[Text block]
══════════════════════════════
SAN FRANCISCO (AP) — For 40 frenzied minutes, JD Notae, Jaylin Williams and Arkansas played a maddening, muscular style on both ends that took Gonzaga out of its game — and right out of the NCAA Tournament far earlier than these Zags expected.
Notae scored 21 points despite missing 20 shots and the determined, fourth-seeded Razorbacks dashed the No. 1 overall seed Bulldogs’ title hopes with a 74-68 win in the Sweet 16 on Thursday night.
“We’ve been disrespected the whole year, so it’s just another thing for us,” Williams said. “We saw everything they were saying, we felt like they were dancing before the game. That was disrespect for us. We just came into the game playing hard and we had a chip on our shoulder. Every game we do.”
When the final buzzer sounded, Notae tossed the game ball into the air in triumph, while Williams flexed and roared near midcourt. Coach Eric Musselman made his way into the stands to find his mother, Kris, for a celebratory embrace after she watched her son in person for the first time coaching the Razorbacks.
After a throwback performance from the program that once promised “40 Minutes of Hell,” these Hogs relished in pure bliss.
Notae finished with six rebounds, six assists, three steals and even swatted a pair of shots for the Razorbacks (28-8), who reached the Elite Eight for a second straight year and will face second-seeded Duke on Saturday, hoping to deny retiring coach Mike Krzyzewski one last trip to the Final Four.
Drew Timme scored 25 points but couldn’t rally the normally high-scoring Bulldogs (28-4), who for the second straight season were favored to win that elusive national title but couldn’t keep up with Arkansas’ athleticism and fight. Gonzaga had been undefeated last year before losing to Baylor in the national title game.
“We just wanted to be physical, plain and simple,” Musselman said. “We wanted them to feel bodies. Obviously they played a really tough schedule early in the season, but it’s been a long time in conference play since they faced a team like us.”
An emotional Timme addressed his teammates afterward, then fought tears during a postgame news conference.
“It was a hell of a ride,” Timme said. “It didn’t end up the way we wanted but we came to play hard. It was their night.”
══════════════════════════════
[Dataset extract]
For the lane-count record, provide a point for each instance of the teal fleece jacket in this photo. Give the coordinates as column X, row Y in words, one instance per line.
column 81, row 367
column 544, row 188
══════════════════════════════
[Exercise goal] Reproduce the Arkansas–Gonzaga article word for word from "After a throwback" to "the Final Four.". The listing is separate material, unconnected to the Arkansas–Gonzaga article.

[Answer for the task]
After a throwback performance from the program that once promised “40 Minutes of Hell,” these Hogs relished in pure bliss.
Notae finished with six rebounds, six assists, three steals and even swatted a pair of shots for the Razorbacks (28-8), who reached the Elite Eight for a second straight year and will face second-seeded Duke on Saturday, hoping to deny retiring coach Mike Krzyzewski one last trip to the Final Four.